------ BACAAN ------

Lonjakan Kasus Chikungunya di China Picu Kekhawatiran Global
Wilayah selatan China tengah menghadapi peningkatan tajam kasus chikungunya, memicu perhatian serius dari Organisasi Kesehatan Dunia (WHO). Virus yang dibawa nyamuk ini dinilai berpotensi menyebar secara global, mengancam kesehatan masyarakat dalam skala luas.
Dalam beberapa pekan terakhir, Provinsi Guangdong mencatat lebih dari 7.700 kasus, dengan Foshan sebagai episentrum wabah. Menanggapi hal ini, pemerintah setempat mengambil langkah ekstra, seperti penyemprotan insektisida skala besar dan pemeriksaan rumah-rumah untuk memberantas sarang nyamuk.
Apa Itu Chikungunya?
Chikungunya adalah penyakit virus yang ditularkan melalui gigitan nyamuk, utamanya spesies Aedes aegypti dan Aedes albopictus (nyamuk harimau). Gejala utamanya meliputi demam tinggi dan nyeri sendi parah yang dapat bertahan hingga berbulan-bulan. Meski jarang fatal, penyakit ini sangat melemahkan.
“Chikungunya mungkin tidak sepopuler penyakit lain, tetapi sudah terdeteksi di 119 negara, membahayakan sekitar 5,6 miliar orang,” ujar Diana Rojas Alvarez, ahli WHO, dalam jumpa pers di Jenewa.

------ KUTIPAN DATA ------

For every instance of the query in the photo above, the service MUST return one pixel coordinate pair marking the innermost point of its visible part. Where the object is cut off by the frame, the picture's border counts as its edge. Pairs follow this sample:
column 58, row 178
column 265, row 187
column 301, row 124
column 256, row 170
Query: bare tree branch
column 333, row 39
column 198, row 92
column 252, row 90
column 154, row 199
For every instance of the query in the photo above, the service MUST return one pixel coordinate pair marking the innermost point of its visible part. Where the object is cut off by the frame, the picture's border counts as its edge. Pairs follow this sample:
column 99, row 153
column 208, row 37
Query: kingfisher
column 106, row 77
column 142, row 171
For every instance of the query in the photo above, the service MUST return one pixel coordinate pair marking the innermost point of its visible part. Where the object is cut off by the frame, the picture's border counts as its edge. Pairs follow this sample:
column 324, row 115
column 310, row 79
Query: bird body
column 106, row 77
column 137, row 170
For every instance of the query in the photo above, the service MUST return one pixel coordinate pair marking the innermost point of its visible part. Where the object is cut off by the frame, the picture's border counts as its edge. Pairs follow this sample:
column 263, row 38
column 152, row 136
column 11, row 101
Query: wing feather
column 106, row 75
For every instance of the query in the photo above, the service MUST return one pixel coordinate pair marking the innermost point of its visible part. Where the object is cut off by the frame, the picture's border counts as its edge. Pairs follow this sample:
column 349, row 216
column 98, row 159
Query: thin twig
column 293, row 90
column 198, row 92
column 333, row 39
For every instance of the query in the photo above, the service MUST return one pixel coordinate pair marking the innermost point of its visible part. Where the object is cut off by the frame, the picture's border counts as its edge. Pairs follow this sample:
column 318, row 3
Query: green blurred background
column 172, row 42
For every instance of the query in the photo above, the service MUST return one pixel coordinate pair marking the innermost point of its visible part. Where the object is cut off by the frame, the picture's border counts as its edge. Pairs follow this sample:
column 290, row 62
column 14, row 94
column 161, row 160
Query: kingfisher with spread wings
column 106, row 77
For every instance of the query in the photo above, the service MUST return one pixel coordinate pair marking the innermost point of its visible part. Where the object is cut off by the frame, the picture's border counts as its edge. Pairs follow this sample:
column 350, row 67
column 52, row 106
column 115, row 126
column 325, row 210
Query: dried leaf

------

** PERINTAH **
Menurut bacaan tentang chikungunya, kota mana yang menjadi episentrum wabah di Provinsi Guangdong?

** JAWABAN LATIHAN **
Foshan.